[Task details]:
Each line of the material must be returned exactly.

[Excerpted records]:
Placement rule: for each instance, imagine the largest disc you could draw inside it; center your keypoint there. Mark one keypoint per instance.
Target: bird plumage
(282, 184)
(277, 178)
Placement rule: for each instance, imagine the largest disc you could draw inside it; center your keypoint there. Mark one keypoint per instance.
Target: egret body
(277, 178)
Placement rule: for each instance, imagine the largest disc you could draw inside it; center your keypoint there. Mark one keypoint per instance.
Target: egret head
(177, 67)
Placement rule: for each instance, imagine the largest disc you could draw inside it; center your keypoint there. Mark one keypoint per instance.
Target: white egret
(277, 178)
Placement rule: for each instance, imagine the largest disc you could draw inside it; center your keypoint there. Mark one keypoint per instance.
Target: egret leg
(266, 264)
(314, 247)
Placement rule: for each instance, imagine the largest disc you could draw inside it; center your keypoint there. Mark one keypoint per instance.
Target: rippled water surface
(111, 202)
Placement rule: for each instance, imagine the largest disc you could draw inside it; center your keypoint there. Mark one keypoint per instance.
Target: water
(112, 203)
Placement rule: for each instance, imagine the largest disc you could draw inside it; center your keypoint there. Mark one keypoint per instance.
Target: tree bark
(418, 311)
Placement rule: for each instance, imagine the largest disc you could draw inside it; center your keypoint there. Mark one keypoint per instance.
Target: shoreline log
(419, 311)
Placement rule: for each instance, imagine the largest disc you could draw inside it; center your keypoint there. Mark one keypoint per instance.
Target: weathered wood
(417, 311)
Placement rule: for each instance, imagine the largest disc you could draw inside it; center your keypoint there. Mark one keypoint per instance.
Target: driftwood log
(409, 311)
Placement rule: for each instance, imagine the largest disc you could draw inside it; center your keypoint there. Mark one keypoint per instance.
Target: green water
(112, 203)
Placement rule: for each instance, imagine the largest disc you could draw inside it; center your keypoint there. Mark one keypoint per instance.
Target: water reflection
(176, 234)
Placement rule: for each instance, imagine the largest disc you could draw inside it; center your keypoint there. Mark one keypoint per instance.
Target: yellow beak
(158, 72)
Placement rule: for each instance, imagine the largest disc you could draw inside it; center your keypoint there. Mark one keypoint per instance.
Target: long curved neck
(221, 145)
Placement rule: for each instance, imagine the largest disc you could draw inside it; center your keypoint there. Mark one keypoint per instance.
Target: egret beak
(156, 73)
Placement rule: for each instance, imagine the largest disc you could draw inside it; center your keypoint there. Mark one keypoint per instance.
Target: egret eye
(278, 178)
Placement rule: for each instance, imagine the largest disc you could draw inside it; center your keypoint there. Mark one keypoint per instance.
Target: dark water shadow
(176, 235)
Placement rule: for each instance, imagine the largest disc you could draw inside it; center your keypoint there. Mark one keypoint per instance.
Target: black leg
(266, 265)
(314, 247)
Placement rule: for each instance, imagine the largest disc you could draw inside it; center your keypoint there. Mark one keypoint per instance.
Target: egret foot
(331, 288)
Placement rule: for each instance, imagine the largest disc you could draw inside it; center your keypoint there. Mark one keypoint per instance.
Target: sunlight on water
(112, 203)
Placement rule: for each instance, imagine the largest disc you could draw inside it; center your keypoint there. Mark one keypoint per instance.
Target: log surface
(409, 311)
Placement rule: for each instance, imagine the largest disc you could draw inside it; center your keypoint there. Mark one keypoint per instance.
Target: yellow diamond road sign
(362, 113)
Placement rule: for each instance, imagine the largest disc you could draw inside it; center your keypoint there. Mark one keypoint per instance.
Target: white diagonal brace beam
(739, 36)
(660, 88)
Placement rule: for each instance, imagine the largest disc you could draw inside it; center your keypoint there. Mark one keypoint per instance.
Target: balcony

[Solution to the exercise]:
Placement rule: for each instance, imagine the largest disc you could draw inside it; center your keypoint there. Mark one keypoint per instance.
Target: bird plumage
(282, 184)
(277, 178)
Placement rule: for each instance, imagine the largest disc you could draw inside it; center your keypoint there. Mark one keypoint per instance.
Target: egret body
(277, 178)
Placement rule: for each instance, imagine the largest disc you could draw inside it; center your keypoint there. Mark one keypoint per instance.
Target: egret head
(177, 67)
Placement rule: for each instance, imagine the largest disc you could draw inside it; center your keypoint there. Mark one keypoint per instance.
Target: white egret
(277, 178)
Placement rule: for each instance, imagine the largest disc you could draw inside it; center your keypoint there. Mark one keypoint per instance.
Target: egret leg
(266, 264)
(314, 247)
Placement rule: for each instance, imagine the largest disc you could draw inside it; center your keypoint there. Mark one keypoint per instance.
Target: rippled water surface
(111, 202)
Placement rule: for each instance, imagine the largest disc you could draw inside it; center your keypoint there. Mark one keypoint per instance.
Target: water
(112, 203)
Placement rule: for each instance, imagine the largest disc you could draw inside it; center your keypoint there. Mark one keypoint per instance.
Target: tree bark
(418, 311)
Placement rule: for each instance, imagine the largest disc you could draw inside it; center your keypoint there. Mark one keypoint per instance.
Target: shoreline log
(419, 311)
Placement rule: for each instance, imagine the largest disc you could draw inside it; center your keypoint there. Mark one keypoint per instance.
Target: weathered wood
(417, 311)
Placement rule: for each instance, imagine the largest disc you could draw inside it; center your keypoint there. Mark one keypoint per instance.
Target: driftwood log
(409, 311)
Placement rule: for each instance, imagine the largest disc you could draw inside it; center your keypoint there. Mark one keypoint per instance.
Target: green water
(112, 203)
Placement rule: for each instance, imagine the largest disc you could draw inside it; center your keypoint there. Mark one keypoint per instance.
Target: water reflection
(176, 234)
Placement rule: for each instance, imagine the largest disc you could draw inside it; center your keypoint there. Mark one keypoint per instance.
Target: yellow beak
(158, 72)
Placement rule: for each instance, imagine the largest disc you could draw inside it; center your keypoint there. Mark one keypoint per instance.
Target: long curved neck
(221, 145)
Placement rule: for each instance, imagine the largest disc you could draw inside it; center your keypoint there. Mark one keypoint per instance.
Target: egret beak
(156, 73)
Placement rule: for each instance, imagine the largest disc you could draw inside it; center your keypoint there. Mark one keypoint per instance.
Target: egret eye
(278, 178)
Placement rule: for each instance, imagine the largest disc you could draw inside it; center your keypoint there. Mark one keypoint per instance.
Target: dark water shadow
(176, 235)
Placement rule: for each instance, imagine the largest disc you could draw inside it; center your keypoint there. Mark one keypoint per instance.
Target: black leg
(266, 265)
(314, 247)
Placement rule: for each instance, imagine the largest disc you could draw inside it; center your keypoint there. Mark one keypoint per instance.
Target: egret foot
(331, 288)
Placement rule: for each instance, imagine the largest disc you could draw inside it; center your keypoint there. Mark one keypoint per instance.
Target: sunlight on water
(112, 203)
Placement rule: for each instance, imagine the largest disc you could draw inside it; center your keypoint there. Mark one keypoint per instance.
Target: log surface
(409, 311)
Placement rule: for each instance, imagine the largest disc you could draw inside it; center your keypoint there. Mark one keypoint per instance.
Target: yellow diamond road sign
(362, 113)
Placement rule: for each instance, imagine the largest disc you could draw inside it; center your keypoint there. Mark one keypoint per instance.
Target: white diagonal brace beam
(739, 36)
(660, 88)
Placement rule: for each instance, imagine the largest disc you could draw inside it; center your keypoint there. Mark one keypoint per instance.
Target: balcony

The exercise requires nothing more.